> [Task brief]:
Look through the entries below and count the lines that contain "seal". Reply with that number only.

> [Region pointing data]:
----
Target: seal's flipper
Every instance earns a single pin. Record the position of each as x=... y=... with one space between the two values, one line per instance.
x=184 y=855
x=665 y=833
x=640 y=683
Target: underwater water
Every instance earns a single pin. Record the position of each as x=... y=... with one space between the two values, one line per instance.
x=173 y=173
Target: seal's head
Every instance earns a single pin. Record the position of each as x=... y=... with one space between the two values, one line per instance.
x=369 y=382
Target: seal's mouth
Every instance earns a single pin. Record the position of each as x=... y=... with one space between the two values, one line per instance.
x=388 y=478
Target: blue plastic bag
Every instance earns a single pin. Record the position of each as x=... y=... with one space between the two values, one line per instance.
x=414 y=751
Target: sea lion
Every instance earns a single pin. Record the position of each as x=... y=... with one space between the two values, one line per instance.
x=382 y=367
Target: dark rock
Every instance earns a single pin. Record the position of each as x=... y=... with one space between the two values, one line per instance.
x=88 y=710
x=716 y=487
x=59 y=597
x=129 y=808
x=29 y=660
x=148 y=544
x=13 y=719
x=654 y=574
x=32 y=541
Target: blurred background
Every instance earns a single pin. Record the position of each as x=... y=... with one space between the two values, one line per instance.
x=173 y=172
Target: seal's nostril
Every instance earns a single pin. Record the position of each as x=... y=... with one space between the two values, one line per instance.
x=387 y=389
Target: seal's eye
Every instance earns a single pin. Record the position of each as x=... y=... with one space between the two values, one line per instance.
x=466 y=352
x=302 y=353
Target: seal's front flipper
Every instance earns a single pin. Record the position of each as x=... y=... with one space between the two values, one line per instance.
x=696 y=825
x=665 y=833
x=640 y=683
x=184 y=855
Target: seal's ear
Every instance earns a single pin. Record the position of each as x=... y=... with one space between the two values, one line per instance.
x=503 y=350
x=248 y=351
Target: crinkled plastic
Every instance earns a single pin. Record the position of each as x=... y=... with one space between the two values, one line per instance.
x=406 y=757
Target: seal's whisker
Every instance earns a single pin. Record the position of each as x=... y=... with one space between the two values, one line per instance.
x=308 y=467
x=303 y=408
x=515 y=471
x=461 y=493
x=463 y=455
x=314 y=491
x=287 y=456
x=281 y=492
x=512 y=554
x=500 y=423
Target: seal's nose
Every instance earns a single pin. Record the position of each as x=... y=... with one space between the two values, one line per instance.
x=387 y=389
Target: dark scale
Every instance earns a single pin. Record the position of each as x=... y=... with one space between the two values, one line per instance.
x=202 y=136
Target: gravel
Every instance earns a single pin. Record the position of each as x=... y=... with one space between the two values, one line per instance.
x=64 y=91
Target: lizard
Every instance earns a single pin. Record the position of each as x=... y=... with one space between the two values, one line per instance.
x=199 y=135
----
> [Response to this exercise]:
9